* TASK INPUTS
++++++++
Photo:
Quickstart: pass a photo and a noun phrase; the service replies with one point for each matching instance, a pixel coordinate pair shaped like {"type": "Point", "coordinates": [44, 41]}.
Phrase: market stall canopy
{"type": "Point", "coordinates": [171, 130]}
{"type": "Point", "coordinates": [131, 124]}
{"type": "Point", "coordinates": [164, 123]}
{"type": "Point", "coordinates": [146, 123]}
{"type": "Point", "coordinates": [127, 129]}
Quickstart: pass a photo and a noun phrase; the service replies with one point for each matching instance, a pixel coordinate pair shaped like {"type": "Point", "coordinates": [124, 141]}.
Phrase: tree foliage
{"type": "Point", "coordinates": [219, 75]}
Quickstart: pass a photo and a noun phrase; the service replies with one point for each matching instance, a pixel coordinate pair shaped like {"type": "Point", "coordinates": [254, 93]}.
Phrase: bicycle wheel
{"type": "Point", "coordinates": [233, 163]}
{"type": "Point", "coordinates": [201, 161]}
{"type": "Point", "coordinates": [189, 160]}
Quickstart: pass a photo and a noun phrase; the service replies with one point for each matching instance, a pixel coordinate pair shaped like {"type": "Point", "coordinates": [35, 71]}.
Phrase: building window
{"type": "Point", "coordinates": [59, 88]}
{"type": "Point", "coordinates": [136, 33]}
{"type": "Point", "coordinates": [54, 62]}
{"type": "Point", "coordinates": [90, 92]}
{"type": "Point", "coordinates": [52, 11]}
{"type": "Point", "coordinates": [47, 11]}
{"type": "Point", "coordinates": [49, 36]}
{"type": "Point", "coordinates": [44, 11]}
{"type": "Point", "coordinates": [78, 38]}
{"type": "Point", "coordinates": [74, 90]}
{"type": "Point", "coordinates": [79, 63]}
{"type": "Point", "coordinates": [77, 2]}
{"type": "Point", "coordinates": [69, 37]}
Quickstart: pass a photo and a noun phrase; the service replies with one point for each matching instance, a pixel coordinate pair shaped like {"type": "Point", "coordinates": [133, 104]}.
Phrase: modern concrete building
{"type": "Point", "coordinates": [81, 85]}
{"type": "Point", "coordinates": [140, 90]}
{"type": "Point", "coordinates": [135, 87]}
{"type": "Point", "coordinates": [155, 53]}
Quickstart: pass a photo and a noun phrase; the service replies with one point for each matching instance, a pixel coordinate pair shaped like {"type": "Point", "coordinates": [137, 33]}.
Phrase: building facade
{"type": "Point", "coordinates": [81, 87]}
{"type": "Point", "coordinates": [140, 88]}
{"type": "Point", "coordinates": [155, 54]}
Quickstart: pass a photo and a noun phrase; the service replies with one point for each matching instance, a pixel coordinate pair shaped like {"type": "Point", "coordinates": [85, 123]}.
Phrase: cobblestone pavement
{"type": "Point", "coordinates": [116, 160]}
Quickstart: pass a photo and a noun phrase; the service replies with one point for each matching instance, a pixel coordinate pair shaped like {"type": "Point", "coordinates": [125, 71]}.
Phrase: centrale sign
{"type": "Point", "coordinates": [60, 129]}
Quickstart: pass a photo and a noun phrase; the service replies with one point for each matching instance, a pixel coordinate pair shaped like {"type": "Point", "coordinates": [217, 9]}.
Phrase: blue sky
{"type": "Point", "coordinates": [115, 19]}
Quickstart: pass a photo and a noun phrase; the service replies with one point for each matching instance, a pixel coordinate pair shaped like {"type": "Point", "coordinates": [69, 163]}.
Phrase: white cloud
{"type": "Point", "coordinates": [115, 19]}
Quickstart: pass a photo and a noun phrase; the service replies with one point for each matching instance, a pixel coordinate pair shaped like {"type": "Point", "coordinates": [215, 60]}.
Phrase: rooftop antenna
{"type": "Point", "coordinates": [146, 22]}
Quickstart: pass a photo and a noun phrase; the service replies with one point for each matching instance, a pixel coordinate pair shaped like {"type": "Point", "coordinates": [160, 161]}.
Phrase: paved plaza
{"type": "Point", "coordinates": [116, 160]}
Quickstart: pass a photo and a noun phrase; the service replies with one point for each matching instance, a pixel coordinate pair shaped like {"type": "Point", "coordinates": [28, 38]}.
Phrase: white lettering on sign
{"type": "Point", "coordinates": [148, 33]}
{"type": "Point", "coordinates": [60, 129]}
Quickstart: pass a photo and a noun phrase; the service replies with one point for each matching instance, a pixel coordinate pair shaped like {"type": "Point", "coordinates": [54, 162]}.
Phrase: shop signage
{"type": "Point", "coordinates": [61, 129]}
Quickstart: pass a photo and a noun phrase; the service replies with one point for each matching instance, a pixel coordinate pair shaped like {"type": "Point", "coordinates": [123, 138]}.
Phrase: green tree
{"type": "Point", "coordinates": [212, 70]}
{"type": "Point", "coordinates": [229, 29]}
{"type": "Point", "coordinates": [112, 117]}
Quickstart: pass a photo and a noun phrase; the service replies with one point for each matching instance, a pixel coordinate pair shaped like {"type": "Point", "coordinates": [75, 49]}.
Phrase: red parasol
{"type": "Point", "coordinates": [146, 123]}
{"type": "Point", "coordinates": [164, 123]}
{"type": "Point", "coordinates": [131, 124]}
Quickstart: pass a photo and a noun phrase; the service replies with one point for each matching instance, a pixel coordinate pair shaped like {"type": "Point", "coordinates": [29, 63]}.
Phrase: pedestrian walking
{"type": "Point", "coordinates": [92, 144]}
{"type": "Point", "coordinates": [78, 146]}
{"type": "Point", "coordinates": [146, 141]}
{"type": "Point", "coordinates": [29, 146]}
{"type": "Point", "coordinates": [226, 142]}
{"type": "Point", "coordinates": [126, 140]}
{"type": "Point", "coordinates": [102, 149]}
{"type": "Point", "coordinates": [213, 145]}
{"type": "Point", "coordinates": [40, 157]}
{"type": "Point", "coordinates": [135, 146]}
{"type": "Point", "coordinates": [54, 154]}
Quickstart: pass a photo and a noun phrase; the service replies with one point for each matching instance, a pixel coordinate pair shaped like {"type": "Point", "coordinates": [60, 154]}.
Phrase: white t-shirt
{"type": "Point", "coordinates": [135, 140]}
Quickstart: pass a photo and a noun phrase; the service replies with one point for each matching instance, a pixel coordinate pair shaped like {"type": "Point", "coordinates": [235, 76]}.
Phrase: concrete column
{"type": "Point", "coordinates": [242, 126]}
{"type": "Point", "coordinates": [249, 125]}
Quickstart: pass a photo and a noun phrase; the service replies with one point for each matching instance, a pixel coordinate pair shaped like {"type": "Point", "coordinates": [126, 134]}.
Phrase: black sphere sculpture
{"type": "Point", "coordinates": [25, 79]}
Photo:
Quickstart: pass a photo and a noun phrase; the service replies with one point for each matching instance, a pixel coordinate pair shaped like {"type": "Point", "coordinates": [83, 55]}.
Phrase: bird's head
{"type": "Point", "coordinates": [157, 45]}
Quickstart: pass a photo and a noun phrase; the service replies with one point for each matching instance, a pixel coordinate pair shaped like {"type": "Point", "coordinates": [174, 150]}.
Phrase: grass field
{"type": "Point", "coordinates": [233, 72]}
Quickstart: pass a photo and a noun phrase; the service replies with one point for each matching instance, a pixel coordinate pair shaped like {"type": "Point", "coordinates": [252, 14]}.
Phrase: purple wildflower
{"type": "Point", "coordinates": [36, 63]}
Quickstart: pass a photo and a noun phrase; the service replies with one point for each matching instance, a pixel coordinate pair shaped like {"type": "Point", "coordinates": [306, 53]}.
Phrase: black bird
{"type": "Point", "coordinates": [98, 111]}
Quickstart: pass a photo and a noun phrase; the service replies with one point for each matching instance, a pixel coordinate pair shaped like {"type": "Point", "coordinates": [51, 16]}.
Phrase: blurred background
++++++++
* WORK INSTRUCTIONS
Pull every line containing the string "black" out of the listing above, and copy each one unchanged.

* FULL ANSWER
Phrase: black sphere sculpture
Phrase: black bird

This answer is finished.